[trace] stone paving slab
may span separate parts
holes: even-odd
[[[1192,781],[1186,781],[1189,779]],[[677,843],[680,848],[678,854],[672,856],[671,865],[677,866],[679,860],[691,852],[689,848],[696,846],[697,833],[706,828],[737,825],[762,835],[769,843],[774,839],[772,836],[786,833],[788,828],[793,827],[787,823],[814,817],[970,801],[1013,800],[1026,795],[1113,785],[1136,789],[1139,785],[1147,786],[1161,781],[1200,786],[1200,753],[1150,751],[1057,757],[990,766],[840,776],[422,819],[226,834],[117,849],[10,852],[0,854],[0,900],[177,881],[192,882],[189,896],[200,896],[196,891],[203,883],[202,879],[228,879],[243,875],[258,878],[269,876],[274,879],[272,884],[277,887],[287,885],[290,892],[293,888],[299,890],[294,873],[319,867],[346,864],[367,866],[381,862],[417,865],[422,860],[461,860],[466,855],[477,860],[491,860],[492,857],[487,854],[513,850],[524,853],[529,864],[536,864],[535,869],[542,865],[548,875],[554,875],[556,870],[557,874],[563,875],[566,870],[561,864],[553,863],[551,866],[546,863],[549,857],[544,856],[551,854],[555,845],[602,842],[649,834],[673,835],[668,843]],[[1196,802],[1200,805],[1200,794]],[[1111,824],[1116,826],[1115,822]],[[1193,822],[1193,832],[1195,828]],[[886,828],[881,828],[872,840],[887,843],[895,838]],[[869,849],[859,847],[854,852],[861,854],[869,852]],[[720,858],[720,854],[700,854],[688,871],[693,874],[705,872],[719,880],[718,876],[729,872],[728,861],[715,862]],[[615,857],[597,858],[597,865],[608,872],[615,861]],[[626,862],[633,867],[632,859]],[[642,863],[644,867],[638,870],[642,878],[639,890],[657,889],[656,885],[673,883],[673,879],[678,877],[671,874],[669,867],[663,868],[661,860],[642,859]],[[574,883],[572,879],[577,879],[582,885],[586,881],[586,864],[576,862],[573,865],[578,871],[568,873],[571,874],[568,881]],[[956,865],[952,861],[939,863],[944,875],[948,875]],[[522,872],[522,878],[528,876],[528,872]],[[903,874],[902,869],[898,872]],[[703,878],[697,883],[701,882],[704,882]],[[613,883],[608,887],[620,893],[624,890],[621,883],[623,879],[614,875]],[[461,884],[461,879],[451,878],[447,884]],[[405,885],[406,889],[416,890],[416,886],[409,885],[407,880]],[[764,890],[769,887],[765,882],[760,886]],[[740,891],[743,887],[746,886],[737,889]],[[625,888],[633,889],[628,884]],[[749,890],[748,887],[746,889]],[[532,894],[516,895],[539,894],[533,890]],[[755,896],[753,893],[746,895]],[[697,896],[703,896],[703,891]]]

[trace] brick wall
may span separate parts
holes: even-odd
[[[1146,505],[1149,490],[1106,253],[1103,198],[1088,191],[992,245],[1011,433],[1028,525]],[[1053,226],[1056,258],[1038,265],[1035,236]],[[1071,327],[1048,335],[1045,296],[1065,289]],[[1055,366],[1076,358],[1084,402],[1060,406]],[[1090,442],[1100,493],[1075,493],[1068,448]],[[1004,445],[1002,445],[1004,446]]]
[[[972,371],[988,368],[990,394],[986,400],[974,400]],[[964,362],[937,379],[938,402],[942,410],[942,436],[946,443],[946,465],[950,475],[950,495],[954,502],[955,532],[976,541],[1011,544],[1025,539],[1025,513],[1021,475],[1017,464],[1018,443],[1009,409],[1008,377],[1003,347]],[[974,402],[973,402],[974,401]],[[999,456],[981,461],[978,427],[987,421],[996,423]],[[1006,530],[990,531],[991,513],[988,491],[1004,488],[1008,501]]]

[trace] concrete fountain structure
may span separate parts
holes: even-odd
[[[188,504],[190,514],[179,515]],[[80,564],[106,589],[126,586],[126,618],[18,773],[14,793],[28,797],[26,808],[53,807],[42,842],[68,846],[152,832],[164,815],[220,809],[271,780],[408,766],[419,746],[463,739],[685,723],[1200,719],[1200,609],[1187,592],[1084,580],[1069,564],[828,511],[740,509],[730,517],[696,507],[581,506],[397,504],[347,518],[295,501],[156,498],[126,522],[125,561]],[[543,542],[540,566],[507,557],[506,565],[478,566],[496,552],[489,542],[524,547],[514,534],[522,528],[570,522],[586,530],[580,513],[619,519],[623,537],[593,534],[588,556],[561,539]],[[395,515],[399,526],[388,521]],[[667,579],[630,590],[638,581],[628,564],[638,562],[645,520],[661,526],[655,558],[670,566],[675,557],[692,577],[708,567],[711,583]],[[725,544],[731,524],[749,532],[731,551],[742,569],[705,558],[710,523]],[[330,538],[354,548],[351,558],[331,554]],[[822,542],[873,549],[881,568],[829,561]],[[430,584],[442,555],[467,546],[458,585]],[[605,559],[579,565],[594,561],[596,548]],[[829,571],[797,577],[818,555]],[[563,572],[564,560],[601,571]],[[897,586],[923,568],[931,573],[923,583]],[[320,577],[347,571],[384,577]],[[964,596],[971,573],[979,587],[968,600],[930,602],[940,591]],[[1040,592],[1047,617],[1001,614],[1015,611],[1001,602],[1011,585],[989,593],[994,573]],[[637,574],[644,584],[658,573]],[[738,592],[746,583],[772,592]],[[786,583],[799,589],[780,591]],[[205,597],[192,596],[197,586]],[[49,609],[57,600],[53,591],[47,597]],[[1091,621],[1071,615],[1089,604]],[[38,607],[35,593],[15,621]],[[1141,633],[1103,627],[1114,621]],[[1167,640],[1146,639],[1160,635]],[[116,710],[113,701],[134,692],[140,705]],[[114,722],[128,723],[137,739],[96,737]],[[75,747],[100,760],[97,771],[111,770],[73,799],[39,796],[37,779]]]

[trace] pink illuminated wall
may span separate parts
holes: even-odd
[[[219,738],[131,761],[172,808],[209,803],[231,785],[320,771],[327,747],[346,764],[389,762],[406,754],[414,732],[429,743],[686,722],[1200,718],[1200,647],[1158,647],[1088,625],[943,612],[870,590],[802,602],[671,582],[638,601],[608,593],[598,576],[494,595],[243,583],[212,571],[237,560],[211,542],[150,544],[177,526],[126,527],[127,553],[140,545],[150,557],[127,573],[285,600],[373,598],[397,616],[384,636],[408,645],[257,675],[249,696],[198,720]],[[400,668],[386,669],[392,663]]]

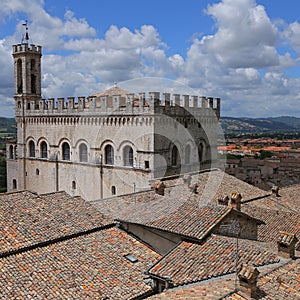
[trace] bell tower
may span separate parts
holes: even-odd
[[[42,47],[29,44],[27,21],[21,44],[13,45],[16,117],[35,109],[41,98]]]
[[[41,57],[42,47],[29,43],[27,21],[22,42],[13,45],[14,60],[14,99],[15,118],[17,123],[17,153],[16,159],[8,161],[10,164],[7,173],[9,180],[15,180],[14,186],[8,184],[8,190],[26,189],[26,141],[28,137],[28,116],[38,109],[41,99]],[[12,172],[15,169],[14,173]]]

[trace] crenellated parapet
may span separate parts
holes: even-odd
[[[42,46],[36,46],[33,44],[28,45],[26,43],[13,45],[13,54],[24,52],[42,55]]]
[[[187,114],[220,116],[220,98],[148,92],[126,95],[48,98],[27,102],[25,114],[34,115],[144,115]],[[17,115],[23,111],[16,107]]]

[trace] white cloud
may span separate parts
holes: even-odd
[[[278,46],[291,45],[300,53],[300,25],[275,23],[254,0],[208,6],[215,32],[194,35],[187,53],[171,55],[152,25],[135,30],[112,25],[100,38],[70,10],[58,18],[44,9],[42,0],[2,2],[4,20],[25,13],[33,42],[43,46],[44,97],[87,96],[115,81],[158,76],[185,83],[201,95],[221,97],[223,115],[268,116],[289,110],[300,115],[294,107],[300,101],[299,79],[284,74],[299,58],[288,50],[282,53],[283,48],[278,51]],[[8,101],[13,95],[11,45],[20,42],[23,32],[19,22],[13,36],[0,40],[0,96],[7,107],[13,103]],[[51,51],[56,54],[46,54]]]
[[[283,35],[298,54],[300,54],[300,24],[298,22],[293,22],[288,25]]]

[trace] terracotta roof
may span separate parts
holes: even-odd
[[[0,255],[111,224],[91,204],[65,192],[0,195]]]
[[[147,300],[220,300],[235,289],[235,276],[213,278],[169,289]]]
[[[259,242],[239,240],[239,267],[241,263],[262,266],[279,262],[279,258],[263,249]],[[149,274],[168,276],[175,286],[218,277],[236,271],[236,239],[211,236],[203,244],[182,242],[164,256]]]
[[[300,299],[300,259],[260,278],[258,296],[260,299]]]
[[[176,212],[184,203],[193,201],[195,205],[217,204],[218,199],[238,191],[242,201],[264,197],[269,193],[221,171],[201,172],[191,176],[191,186],[198,185],[198,194],[193,194],[183,178],[166,180],[165,195],[153,190],[129,194],[93,202],[100,212],[115,219],[130,222],[146,222],[163,218]]]
[[[248,203],[261,208],[300,213],[300,184],[279,188],[278,194],[269,194]]]
[[[285,262],[280,266],[272,265],[260,269],[258,278],[258,299],[300,299],[300,259]],[[267,271],[265,271],[267,270]],[[153,295],[151,300],[248,300],[236,289],[235,276],[222,276],[193,284],[169,289],[161,294]],[[237,285],[238,287],[238,285]]]
[[[154,221],[140,221],[138,224],[175,233],[186,238],[202,240],[221,221],[225,220],[227,216],[229,217],[231,213],[234,212],[235,214],[248,217],[246,214],[227,206],[207,205],[198,207],[197,204],[197,202],[195,205],[190,202],[185,203],[174,213]],[[258,219],[253,219],[253,221],[257,224],[262,224],[262,221]]]
[[[197,208],[186,204],[175,213],[140,224],[200,240],[229,212],[230,209],[225,206],[208,205]]]
[[[159,258],[117,228],[101,230],[0,259],[0,298],[131,299],[151,291],[144,272]]]
[[[292,260],[260,277],[257,283],[258,299],[300,299],[300,259]],[[248,299],[241,292],[222,299]]]
[[[265,222],[265,225],[261,225],[258,227],[259,240],[268,242],[271,245],[276,246],[281,231],[288,232],[289,234],[295,234],[299,240],[300,214],[281,210],[260,208],[249,204],[242,205],[242,211],[254,218],[258,218]],[[297,247],[299,249],[299,243]]]
[[[112,97],[112,96],[115,96],[115,95],[120,95],[120,96],[125,97],[127,94],[130,94],[130,92],[128,92],[126,90],[123,90],[123,89],[119,88],[118,86],[113,86],[113,87],[111,87],[111,88],[109,88],[105,91],[93,94],[91,96],[94,96],[94,97],[101,97],[101,96]]]

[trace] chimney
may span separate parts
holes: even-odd
[[[156,183],[154,183],[153,188],[155,190],[155,193],[161,196],[165,195],[165,184],[161,181],[158,181]]]
[[[193,194],[198,194],[198,187],[199,186],[198,186],[197,183],[195,183],[192,186],[190,186],[190,189],[191,189],[191,191],[192,191]]]
[[[279,187],[277,185],[273,185],[271,191],[272,191],[272,195],[275,195],[276,197],[280,197]]]
[[[257,299],[258,275],[257,268],[244,264],[238,273],[240,290],[253,299]]]
[[[227,206],[228,202],[229,202],[229,197],[228,196],[224,196],[224,197],[218,199],[218,204],[220,204],[220,205]]]
[[[182,180],[189,187],[192,181],[192,176],[186,174],[183,176]]]
[[[234,208],[236,210],[241,210],[241,200],[242,195],[238,192],[232,192],[230,196],[230,200],[228,202],[228,207]]]
[[[297,242],[298,239],[295,234],[281,231],[277,241],[278,254],[284,258],[294,259]]]

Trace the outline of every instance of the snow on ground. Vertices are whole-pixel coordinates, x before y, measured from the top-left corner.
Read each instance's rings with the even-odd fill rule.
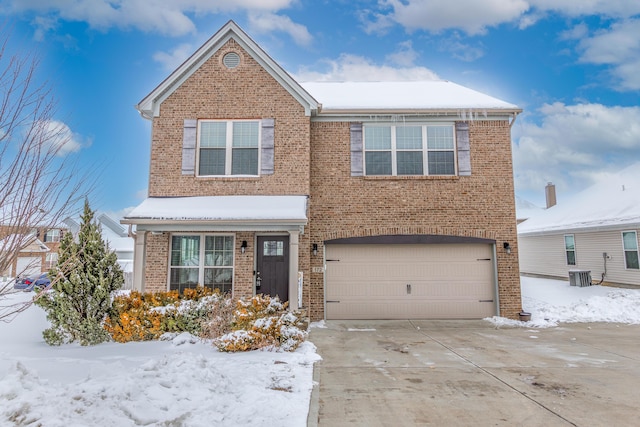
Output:
[[[2,426],[306,426],[320,358],[310,342],[293,353],[221,353],[188,334],[50,347],[47,327],[36,306],[0,322]]]
[[[522,308],[529,322],[492,317],[497,326],[553,327],[558,323],[640,324],[640,289],[570,286],[568,281],[521,277]]]
[[[640,290],[530,277],[521,283],[531,321],[488,319],[496,326],[640,323]],[[10,301],[32,295],[19,292]],[[47,327],[35,306],[11,323],[0,322],[2,426],[306,425],[319,359],[310,342],[293,353],[220,353],[187,334],[172,341],[50,347],[42,339]]]

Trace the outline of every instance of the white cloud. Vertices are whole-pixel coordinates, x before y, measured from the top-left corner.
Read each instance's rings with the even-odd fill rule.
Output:
[[[467,34],[483,34],[487,27],[515,21],[529,9],[525,0],[386,0],[382,6],[392,12],[374,14],[369,28],[387,26],[391,19],[410,31],[457,28]]]
[[[300,46],[309,46],[313,37],[307,27],[296,24],[288,16],[275,13],[249,13],[249,25],[251,30],[260,33],[281,31],[291,36],[293,41]]]
[[[294,78],[301,82],[440,79],[435,72],[426,67],[398,68],[390,65],[378,65],[368,58],[350,54],[342,54],[338,59],[324,59],[311,69],[303,67],[298,70]]]
[[[627,18],[640,13],[640,2],[633,0],[528,0],[532,7],[566,16],[604,15]]]
[[[412,66],[418,58],[418,52],[413,49],[411,40],[398,44],[398,50],[386,56],[387,62],[398,64],[401,67]]]
[[[581,40],[589,35],[589,27],[584,22],[560,33],[560,40]]]
[[[57,120],[39,122],[35,128],[42,138],[42,142],[57,150],[56,154],[60,157],[76,153],[91,145],[90,139],[72,132],[69,126]]]
[[[478,43],[476,46],[464,43],[458,32],[455,32],[452,37],[443,38],[439,43],[439,49],[449,52],[453,58],[464,62],[473,62],[484,56],[482,43]]]
[[[614,23],[609,30],[583,38],[580,61],[610,65],[621,89],[640,89],[640,19]]]
[[[173,48],[170,52],[156,52],[153,59],[162,64],[168,70],[173,71],[178,68],[194,51],[192,45],[183,43]]]
[[[542,192],[547,182],[564,193],[638,160],[640,107],[545,104],[540,125],[519,118],[514,126],[516,192]]]
[[[5,14],[33,12],[47,18],[36,36],[49,30],[57,19],[86,22],[91,28],[106,31],[112,27],[135,28],[171,36],[195,31],[189,15],[228,13],[239,10],[278,11],[296,0],[9,0]]]

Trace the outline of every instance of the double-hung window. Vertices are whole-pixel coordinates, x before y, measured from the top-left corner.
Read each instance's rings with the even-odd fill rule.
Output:
[[[231,292],[233,248],[233,236],[173,235],[169,289],[182,292],[203,285],[220,292]]]
[[[567,265],[576,265],[576,240],[573,234],[565,234],[564,251],[567,256]]]
[[[450,125],[365,125],[365,175],[455,175]]]
[[[200,120],[198,175],[258,175],[258,120]]]
[[[626,268],[640,269],[638,259],[638,234],[635,231],[622,232],[622,246],[624,249],[624,265]]]
[[[59,242],[60,241],[60,230],[57,228],[52,228],[47,230],[44,234],[45,242]]]

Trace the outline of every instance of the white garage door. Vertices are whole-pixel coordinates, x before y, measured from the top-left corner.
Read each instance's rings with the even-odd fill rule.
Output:
[[[20,277],[35,276],[42,272],[42,258],[19,257],[16,265],[16,275]]]
[[[489,244],[327,244],[327,319],[496,314]]]

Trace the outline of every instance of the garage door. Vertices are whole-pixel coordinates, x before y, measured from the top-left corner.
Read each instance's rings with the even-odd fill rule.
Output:
[[[42,272],[42,258],[19,257],[16,265],[16,273],[20,277],[35,276]]]
[[[496,314],[489,244],[327,244],[327,319]]]

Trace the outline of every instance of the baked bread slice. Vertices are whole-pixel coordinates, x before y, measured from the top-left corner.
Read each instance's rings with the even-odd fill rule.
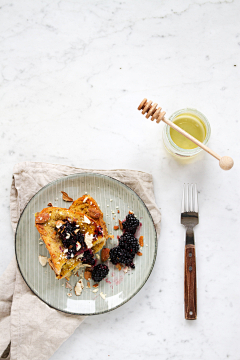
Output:
[[[108,238],[108,229],[103,220],[103,213],[99,208],[97,202],[90,195],[83,195],[75,200],[69,208],[71,211],[81,212],[92,218],[98,226],[101,226],[104,239],[102,242],[93,246],[93,251],[96,253],[103,248]]]
[[[94,264],[94,247],[105,242],[101,227],[86,214],[48,207],[35,215],[35,225],[57,279],[69,278],[80,267]]]

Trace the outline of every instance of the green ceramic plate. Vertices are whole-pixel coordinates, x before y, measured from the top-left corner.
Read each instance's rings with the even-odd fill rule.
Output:
[[[123,220],[129,210],[134,211],[142,223],[139,235],[144,236],[145,244],[141,250],[143,255],[136,256],[134,259],[135,269],[125,273],[108,263],[108,277],[99,283],[97,293],[93,293],[94,288],[86,287],[84,279],[85,288],[81,296],[76,296],[72,290],[72,297],[68,297],[69,289],[65,288],[66,281],[64,279],[56,280],[49,265],[42,267],[38,261],[39,255],[49,257],[49,254],[45,245],[40,245],[34,214],[45,208],[49,202],[59,207],[70,206],[71,203],[62,200],[61,191],[67,192],[74,200],[88,193],[97,201],[104,213],[109,233],[115,235],[113,240],[107,241],[109,248],[117,245],[117,235],[122,233],[121,230],[114,231],[113,226],[116,225],[118,219]],[[117,210],[120,211],[119,214]],[[116,213],[115,216],[112,211]],[[94,173],[66,176],[42,188],[25,207],[18,222],[15,241],[18,266],[30,289],[51,307],[77,315],[102,314],[116,309],[130,300],[147,281],[157,254],[156,231],[152,217],[143,201],[120,181]],[[71,276],[70,283],[73,288],[78,279]],[[100,293],[106,294],[105,300]]]

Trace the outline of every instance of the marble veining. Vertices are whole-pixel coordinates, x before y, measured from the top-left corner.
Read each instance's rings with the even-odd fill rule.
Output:
[[[23,1],[0,4],[0,274],[14,254],[9,191],[19,161],[150,172],[162,212],[157,262],[127,304],[93,316],[51,360],[240,359],[239,30],[236,0]],[[136,110],[151,98],[170,116],[194,107],[223,172],[200,154],[164,149],[162,124]],[[182,184],[197,182],[198,320],[183,316]]]

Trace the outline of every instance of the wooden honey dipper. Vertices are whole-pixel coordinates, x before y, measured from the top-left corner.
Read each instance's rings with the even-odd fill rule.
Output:
[[[197,146],[201,147],[203,150],[208,152],[210,155],[212,155],[213,157],[218,159],[220,168],[222,168],[223,170],[230,170],[233,167],[234,162],[230,156],[222,156],[221,157],[215,151],[211,150],[208,146],[204,145],[201,141],[197,140],[195,137],[193,137],[192,135],[190,135],[189,133],[187,133],[186,131],[181,129],[179,126],[174,124],[172,121],[165,119],[164,116],[165,116],[166,112],[165,111],[161,112],[162,108],[159,107],[157,109],[157,106],[158,106],[157,103],[154,103],[152,105],[151,100],[147,101],[147,99],[143,99],[141,104],[138,106],[138,110],[142,110],[142,114],[146,114],[147,119],[150,118],[150,116],[151,116],[152,117],[151,120],[153,121],[156,119],[157,123],[159,123],[160,121],[164,121],[171,128],[178,131],[180,134],[182,134],[183,136],[185,136],[186,138],[188,138],[189,140],[194,142]]]

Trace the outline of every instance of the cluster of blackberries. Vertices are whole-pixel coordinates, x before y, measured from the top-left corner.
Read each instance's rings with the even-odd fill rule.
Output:
[[[110,261],[114,264],[124,264],[126,266],[135,268],[133,259],[135,254],[139,251],[139,243],[135,238],[136,230],[139,226],[139,220],[134,214],[128,214],[126,220],[122,222],[124,233],[119,238],[118,246],[112,248],[109,253]],[[84,241],[84,235],[81,234],[79,226],[76,222],[70,222],[68,219],[64,221],[60,228],[56,228],[63,246],[68,249],[67,258],[78,255],[77,242],[81,244],[81,261],[83,264],[88,264],[93,267],[92,279],[96,282],[104,279],[109,272],[108,266],[105,264],[96,265],[96,260],[91,249],[87,248]],[[101,233],[102,229],[99,227],[98,232]]]
[[[127,250],[121,249],[120,246],[112,248],[110,250],[109,256],[113,265],[124,264],[126,266],[130,266],[132,269],[135,268],[133,263],[135,254],[131,254]]]
[[[135,268],[133,259],[139,251],[139,243],[135,238],[135,232],[139,226],[139,220],[134,214],[128,214],[126,220],[122,222],[124,233],[119,238],[118,246],[110,250],[110,261],[114,264],[124,264]]]
[[[60,228],[56,227],[56,231],[63,242],[63,246],[65,249],[68,249],[68,252],[66,253],[68,259],[76,255],[78,251],[77,242],[81,245],[81,252],[87,250],[84,235],[81,234],[79,226],[75,221],[70,222],[66,219]]]

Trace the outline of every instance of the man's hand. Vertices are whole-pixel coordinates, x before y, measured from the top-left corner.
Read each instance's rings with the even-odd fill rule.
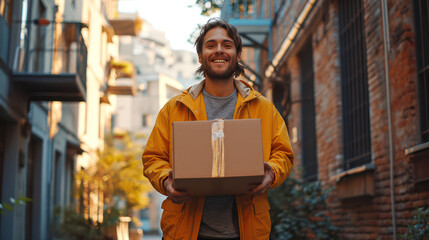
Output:
[[[170,171],[168,178],[164,181],[164,189],[167,192],[168,198],[174,203],[183,203],[191,196],[184,191],[177,191],[173,187],[173,171]]]
[[[264,194],[265,192],[270,189],[271,184],[273,183],[274,179],[274,171],[271,168],[270,164],[264,162],[264,178],[262,179],[261,184],[255,186],[255,188],[250,190],[250,194],[252,195],[260,195]]]

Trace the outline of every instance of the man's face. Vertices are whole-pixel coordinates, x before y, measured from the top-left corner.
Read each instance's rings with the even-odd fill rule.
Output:
[[[211,80],[228,80],[232,78],[240,54],[234,40],[222,27],[210,29],[203,39],[202,52],[198,54],[206,78]]]

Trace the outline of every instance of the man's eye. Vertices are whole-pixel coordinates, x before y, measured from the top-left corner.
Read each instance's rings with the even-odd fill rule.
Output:
[[[232,44],[225,44],[226,48],[232,48]]]

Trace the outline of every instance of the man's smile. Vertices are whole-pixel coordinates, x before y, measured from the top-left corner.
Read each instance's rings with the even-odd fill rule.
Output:
[[[214,63],[226,63],[225,59],[215,59],[213,60]]]

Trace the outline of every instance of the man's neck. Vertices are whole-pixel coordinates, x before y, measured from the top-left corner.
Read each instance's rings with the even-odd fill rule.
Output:
[[[227,97],[234,92],[234,79],[231,77],[228,80],[212,80],[206,78],[204,90],[216,97]]]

┄┄┄┄┄┄

_What to work on_: Wherever the string "wall" occurs in a line of the listing above, count that line, and report only the total.

_Solution to the problem_: 2